Given request —
Copy every one of the lines below word for word, leaving out the pictures.

[START Extracted records]

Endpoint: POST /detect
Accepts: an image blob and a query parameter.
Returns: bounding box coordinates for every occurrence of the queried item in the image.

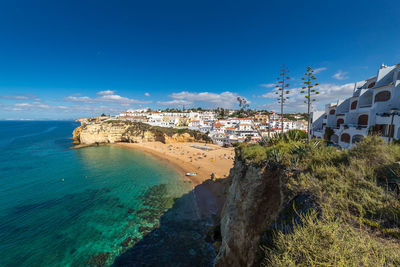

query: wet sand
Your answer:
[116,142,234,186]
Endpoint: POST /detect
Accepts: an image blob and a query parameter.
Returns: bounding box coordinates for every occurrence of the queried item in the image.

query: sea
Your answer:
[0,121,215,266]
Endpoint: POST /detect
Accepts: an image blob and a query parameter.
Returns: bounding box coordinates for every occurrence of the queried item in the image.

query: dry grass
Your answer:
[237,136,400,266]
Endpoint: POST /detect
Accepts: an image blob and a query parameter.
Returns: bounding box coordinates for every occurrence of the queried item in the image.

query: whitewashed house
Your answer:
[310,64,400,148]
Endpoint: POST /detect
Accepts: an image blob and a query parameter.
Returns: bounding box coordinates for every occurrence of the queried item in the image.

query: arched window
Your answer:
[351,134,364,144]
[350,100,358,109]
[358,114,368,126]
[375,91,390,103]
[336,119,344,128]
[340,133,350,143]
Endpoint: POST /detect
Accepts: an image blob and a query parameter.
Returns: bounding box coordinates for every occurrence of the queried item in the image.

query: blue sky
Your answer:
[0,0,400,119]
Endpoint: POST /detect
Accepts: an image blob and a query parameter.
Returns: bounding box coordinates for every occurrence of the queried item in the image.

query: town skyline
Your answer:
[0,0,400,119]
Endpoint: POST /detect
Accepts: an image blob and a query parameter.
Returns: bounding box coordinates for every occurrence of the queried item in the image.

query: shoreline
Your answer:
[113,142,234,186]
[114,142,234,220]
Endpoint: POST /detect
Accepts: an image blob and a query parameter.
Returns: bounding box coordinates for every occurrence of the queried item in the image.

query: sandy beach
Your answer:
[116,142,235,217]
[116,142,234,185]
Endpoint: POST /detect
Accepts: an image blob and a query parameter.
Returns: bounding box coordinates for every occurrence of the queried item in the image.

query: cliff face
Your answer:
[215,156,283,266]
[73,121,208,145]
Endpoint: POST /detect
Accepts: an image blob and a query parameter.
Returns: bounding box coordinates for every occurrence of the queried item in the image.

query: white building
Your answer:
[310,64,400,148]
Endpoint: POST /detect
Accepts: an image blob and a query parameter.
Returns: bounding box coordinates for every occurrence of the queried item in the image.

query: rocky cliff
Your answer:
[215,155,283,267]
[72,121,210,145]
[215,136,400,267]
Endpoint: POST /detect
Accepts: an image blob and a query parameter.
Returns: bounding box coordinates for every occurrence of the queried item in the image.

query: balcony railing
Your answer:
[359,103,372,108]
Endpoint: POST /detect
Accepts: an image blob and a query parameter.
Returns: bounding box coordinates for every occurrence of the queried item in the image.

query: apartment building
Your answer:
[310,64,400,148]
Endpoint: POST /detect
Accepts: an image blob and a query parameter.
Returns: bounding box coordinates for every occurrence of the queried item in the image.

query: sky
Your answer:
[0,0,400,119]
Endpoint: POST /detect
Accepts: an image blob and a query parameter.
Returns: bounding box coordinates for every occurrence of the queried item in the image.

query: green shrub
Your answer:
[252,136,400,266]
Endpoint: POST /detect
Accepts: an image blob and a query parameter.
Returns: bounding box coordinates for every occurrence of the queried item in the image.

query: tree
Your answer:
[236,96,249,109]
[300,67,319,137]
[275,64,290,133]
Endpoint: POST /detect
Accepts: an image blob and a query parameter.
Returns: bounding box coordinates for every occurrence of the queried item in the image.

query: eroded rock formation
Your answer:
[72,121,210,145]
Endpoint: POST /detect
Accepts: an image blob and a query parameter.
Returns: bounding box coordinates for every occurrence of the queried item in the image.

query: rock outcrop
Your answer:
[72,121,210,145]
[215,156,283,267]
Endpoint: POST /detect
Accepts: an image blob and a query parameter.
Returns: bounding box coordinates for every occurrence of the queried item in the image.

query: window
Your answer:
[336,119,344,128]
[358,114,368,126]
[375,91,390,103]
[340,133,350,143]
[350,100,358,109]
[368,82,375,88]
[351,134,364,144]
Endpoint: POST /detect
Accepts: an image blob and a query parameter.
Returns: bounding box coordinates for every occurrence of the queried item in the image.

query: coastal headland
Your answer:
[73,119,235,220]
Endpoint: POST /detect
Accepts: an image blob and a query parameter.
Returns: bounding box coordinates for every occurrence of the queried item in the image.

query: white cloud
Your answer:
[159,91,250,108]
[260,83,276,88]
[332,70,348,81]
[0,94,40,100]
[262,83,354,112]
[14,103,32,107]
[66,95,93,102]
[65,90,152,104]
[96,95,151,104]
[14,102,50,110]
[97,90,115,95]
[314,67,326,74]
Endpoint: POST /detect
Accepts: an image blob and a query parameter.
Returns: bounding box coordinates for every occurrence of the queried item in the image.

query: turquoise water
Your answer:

[END Extracted records]

Task output —
Endpoint: POST /detect
Accepts: an image blob and a query parameter.
Returns: bounding box coordinates for every occurrence of the queried item in the image.


query: wet sand
Your answer:
[116,142,234,186]
Endpoint: POST /detect
Accepts: an image blob and a query parameter.
Returns: bounding box coordinates for every occurrence of the queried item in the image.

query: sea
Your answer:
[0,121,215,266]
Endpoint: POST /detect
Accepts: an image blob and a query parameter.
Returns: bounding box coordinates for every occurrence of the queried item in the image.

query: dry grass
Your answer:
[237,136,400,266]
Endpoint: POST /detect
Accepts: an image blob and a query parameter.
Returns: bounding box coordinates for every occurrence of the queried item in the image.

query: whitewashed house
Your answer:
[310,64,400,148]
Endpoint: POST /detect
Accepts: an image blob and a query parameter.
Returns: bounding box coordinates for every occurrence of the queried item in the image.

query: arched window
Your answer:
[351,134,364,144]
[350,100,358,109]
[358,114,368,126]
[375,91,390,103]
[336,119,344,128]
[340,133,350,143]
Endpoint: POST /detect
Accepts: an image blob and a query parameter.
Returns: bounding box coordinates for every occurrence of the queried item in the image.

query: blue sky
Your answer:
[0,0,400,119]
Endpoint: POST /detect
Accepts: an image blob and a query parameter.
Returns: bounding box coordinates for every occurrence of the queried item in the image.

query: town skyline
Your answer:
[0,0,400,119]
Endpoint: POST /detect
Accepts: an image blob and a query parameter.
Returns: bounding box coordinates for every occurrence of the queried item in the image.

query: shoreline
Your answer:
[113,142,234,186]
[114,142,234,220]
Endpoint: POST /detect
Accepts: an image blob and a query parameter.
Returns: bounding box coordinates for every occurrence of the queried item in the image.

query: sandy beach
Your answer:
[116,142,235,217]
[116,142,234,185]
Endpoint: POST /detect
Accepts: an image blob and a query parameter.
Returns: bounding box coordinates for every occurrence of the queried item in the image.

query: cliff face
Your answer:
[215,156,283,266]
[73,121,208,145]
Endpoint: POST /detect
Accepts: an image blob and a query parameter.
Returns: bounding box coordinates for every occurrence of the queried item in the image.

query: white building
Your answer:
[310,64,400,148]
Endpoint: POST /detect
Accepts: an image blob and a query parameter.
Returns: bounding box coordinates for every occurrence of the queried item in the image.

query: rocky cliff
Your answer:
[215,155,283,267]
[72,121,210,145]
[215,136,400,267]
Endpoint: POST /detect
Accepts: an image blob and a query parameter.
Returns: bounding box coordinates for every occurrence of the queried item in the image.

query: balcony railing
Your answer:
[359,103,372,108]
Endpoint: POST /detect
Accepts: an image blob and a query parameter.
Returns: bounding box coordinates for every occurrence of the queried item in the image.

query: apartment building
Your answer:
[310,64,400,148]
Endpoint: POST /detect
Accepts: an image blob and a query parameter.
Returns: bounding box coordinates for every occurrence of the queried item in the image.

query: sky
Your answer:
[0,0,400,119]
Endpoint: POST /detect
Accepts: an image blob and a query parameter.
Returns: bounding box coordinates for every occurrence of the queried item in the image.

query: green shrub
Your answer:
[252,136,400,266]
Endpoint: POST /detect
Accepts: an image blob and a query parameter.
Returns: bounding box coordinates for every occurrence of the queried item in the image.

query: tree
Your answer:
[236,96,249,109]
[300,67,319,137]
[275,64,290,133]
Endpoint: POST /detect
Accepts: an image blob and a query parameter.
Returns: bounding box coordinates for every occurrence of the queried item in the image.

query: eroded rock formation
Your answer:
[72,121,210,145]
Endpoint: POST /detect
Accepts: an image blob and a query parameter.
Returns: bounding box coordinates for every occurrence of the queried item in the image.

query: rock outcrop
Your answer:
[72,121,210,145]
[215,156,283,267]
Endpoint: POST /detect
Accepts: an image blob and a query parameter.
Returns: bounding box coordinates for every occurrence of the queried item in the image.

query: window
Your answer:
[336,119,344,128]
[358,114,368,126]
[375,91,390,103]
[340,133,350,143]
[350,100,358,109]
[368,82,375,88]
[351,134,364,144]
Endpoint: POST /detect
Accepts: an image blob and a query parameter.
Returns: bounding box coordinates for every occurrence of the queried item in the image.

query: coastal headland
Your answer:
[73,119,235,220]
Endpoint: POST /detect
Accepts: an image blob and a query parameter.
Returns: bounding box coordinates for every occurrence of the queried item in the image.

query: white cloud
Your answer:
[159,91,250,108]
[260,83,276,88]
[332,70,348,81]
[0,94,40,100]
[262,83,354,112]
[14,103,32,107]
[66,95,93,102]
[65,90,152,104]
[96,95,151,104]
[14,102,50,110]
[97,90,115,95]
[314,67,326,74]
Endpoint: POST /detect
Accepts: an image blob and a query parameter.
Returns: bounding box coordinates for every occurrence of the queried item in the image.

query: turquoise water
Your answer:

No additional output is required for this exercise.